# [Work to do]
Copy out the part of the records that opens with the line containing "Where can you see the shadow" and closes with the line containing "column 899, row 189", both included, reproducing each line verbatim.

# [Record list]
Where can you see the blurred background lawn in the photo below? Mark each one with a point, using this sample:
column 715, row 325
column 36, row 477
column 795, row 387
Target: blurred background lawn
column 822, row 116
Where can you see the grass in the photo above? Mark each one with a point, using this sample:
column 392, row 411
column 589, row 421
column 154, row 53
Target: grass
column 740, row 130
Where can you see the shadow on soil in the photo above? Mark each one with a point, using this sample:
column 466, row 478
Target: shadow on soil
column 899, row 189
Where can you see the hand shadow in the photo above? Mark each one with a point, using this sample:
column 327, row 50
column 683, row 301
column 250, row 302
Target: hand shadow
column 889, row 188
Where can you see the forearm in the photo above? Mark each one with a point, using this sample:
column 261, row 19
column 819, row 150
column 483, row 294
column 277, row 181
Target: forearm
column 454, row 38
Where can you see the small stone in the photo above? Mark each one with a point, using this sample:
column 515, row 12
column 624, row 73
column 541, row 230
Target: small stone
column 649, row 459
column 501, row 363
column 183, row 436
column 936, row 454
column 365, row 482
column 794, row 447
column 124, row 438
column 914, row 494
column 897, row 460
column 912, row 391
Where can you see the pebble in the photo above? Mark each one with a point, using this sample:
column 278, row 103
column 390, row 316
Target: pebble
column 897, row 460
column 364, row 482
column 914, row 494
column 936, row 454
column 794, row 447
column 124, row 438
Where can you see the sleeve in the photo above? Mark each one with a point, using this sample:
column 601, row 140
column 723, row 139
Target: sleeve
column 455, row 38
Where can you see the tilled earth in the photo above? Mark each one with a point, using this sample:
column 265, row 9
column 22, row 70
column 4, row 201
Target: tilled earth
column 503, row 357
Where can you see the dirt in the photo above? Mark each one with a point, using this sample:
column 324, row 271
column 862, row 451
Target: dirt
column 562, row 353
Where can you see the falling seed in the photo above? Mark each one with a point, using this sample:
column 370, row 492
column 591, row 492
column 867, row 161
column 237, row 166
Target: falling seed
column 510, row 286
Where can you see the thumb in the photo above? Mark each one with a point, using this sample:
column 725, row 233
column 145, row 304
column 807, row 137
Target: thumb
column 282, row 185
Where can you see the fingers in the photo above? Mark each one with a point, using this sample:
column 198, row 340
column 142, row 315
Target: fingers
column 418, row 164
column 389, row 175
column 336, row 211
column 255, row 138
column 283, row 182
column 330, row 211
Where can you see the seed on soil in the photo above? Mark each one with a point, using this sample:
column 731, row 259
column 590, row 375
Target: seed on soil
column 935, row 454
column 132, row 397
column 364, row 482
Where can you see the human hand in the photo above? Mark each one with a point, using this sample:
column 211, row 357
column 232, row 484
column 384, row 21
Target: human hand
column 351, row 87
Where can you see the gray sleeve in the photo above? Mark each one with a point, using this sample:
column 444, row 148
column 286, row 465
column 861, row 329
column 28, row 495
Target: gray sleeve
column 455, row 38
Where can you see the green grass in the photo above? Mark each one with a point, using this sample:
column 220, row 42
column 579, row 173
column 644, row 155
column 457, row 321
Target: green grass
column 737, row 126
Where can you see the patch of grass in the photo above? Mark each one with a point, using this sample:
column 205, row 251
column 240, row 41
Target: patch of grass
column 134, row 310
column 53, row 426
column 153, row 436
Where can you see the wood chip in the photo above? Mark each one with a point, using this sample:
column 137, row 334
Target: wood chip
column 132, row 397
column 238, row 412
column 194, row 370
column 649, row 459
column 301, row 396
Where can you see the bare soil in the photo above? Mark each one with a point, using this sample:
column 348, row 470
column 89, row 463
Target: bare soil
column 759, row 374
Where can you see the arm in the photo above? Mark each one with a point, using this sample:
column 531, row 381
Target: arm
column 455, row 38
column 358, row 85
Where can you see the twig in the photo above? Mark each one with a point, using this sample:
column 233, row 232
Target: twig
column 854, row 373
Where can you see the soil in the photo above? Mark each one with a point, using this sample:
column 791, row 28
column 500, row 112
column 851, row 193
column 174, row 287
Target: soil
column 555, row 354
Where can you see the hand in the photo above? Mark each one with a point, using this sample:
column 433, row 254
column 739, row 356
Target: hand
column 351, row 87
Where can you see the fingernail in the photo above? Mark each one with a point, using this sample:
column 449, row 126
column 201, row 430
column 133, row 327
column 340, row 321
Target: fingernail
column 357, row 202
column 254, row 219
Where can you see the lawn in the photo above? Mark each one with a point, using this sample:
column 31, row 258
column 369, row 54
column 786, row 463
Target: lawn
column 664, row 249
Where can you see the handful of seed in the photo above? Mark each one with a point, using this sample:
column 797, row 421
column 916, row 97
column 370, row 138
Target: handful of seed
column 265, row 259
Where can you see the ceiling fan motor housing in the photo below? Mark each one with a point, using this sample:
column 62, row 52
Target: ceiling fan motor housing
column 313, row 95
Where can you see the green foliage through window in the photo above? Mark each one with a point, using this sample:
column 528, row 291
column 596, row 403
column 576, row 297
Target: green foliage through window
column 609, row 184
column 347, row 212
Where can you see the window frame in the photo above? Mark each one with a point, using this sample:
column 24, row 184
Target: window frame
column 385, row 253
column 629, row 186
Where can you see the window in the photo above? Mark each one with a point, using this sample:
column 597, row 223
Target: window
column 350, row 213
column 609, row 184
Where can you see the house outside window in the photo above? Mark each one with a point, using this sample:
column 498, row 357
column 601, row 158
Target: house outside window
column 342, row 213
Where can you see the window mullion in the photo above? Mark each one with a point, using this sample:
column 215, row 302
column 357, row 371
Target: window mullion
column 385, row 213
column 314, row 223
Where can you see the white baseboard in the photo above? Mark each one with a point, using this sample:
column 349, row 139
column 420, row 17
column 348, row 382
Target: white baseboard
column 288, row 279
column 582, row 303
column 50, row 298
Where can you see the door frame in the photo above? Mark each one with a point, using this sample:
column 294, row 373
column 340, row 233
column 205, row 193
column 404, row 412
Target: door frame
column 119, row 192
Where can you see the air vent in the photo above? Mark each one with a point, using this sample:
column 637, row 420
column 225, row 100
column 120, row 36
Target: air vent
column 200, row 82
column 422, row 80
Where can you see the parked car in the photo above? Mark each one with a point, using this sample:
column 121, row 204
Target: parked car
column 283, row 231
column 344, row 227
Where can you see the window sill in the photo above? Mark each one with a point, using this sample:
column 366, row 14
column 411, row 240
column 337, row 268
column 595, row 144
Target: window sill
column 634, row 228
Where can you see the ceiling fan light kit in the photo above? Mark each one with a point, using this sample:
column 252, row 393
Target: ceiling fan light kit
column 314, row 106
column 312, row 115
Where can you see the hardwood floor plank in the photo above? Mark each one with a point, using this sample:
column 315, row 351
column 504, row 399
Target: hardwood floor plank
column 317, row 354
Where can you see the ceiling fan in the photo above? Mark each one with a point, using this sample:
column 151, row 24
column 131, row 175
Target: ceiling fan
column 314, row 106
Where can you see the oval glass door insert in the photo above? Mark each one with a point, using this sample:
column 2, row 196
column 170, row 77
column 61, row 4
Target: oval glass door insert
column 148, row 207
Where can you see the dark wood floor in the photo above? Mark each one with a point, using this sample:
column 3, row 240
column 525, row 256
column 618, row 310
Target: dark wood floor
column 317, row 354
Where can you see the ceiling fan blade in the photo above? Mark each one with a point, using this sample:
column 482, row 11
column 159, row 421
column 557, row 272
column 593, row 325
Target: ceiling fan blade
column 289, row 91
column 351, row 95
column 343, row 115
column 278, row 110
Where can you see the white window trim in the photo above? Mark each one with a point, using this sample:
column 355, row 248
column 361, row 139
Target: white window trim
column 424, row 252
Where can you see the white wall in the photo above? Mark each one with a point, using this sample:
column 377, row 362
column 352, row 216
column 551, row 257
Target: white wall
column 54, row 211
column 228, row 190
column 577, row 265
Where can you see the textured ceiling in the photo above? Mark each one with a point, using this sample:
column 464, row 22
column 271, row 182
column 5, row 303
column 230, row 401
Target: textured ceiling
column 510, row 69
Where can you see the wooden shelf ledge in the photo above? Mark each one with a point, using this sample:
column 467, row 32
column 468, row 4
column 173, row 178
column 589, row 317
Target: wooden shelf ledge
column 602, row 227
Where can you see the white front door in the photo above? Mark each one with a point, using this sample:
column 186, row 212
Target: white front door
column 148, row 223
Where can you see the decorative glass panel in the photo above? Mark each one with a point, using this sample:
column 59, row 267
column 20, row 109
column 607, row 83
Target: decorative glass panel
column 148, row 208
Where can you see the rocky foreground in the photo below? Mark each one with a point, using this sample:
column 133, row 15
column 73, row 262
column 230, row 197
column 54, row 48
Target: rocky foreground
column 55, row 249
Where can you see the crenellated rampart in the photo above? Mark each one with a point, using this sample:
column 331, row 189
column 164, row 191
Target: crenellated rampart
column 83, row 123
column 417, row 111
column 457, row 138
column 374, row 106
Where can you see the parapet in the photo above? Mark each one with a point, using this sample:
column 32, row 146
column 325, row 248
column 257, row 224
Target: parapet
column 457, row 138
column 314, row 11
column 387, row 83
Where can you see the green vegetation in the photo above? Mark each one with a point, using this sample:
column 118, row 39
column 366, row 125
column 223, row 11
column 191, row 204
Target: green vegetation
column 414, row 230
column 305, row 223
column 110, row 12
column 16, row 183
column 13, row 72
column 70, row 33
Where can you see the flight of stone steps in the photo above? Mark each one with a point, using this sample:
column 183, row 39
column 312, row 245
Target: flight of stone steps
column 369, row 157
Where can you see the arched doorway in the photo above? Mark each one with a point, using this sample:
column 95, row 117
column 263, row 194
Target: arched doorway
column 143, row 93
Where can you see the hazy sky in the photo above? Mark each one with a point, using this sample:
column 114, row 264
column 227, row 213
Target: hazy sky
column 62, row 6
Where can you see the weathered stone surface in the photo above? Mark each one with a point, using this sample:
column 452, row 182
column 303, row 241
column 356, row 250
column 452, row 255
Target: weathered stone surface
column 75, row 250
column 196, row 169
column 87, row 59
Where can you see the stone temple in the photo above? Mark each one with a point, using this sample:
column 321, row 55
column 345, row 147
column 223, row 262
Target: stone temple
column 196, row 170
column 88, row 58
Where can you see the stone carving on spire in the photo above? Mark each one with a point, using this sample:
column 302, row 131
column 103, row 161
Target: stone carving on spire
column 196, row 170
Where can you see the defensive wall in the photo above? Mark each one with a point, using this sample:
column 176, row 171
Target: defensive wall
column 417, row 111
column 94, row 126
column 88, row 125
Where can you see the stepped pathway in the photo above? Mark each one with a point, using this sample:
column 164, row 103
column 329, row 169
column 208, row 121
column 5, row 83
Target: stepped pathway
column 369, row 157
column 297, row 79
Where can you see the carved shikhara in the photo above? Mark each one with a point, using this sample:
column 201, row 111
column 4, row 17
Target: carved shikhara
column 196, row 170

# [Result]
Where can you see the shadow on soil in the photo above? Mark each one with a point, using this sample:
column 466, row 478
Target: shadow on soil
column 899, row 189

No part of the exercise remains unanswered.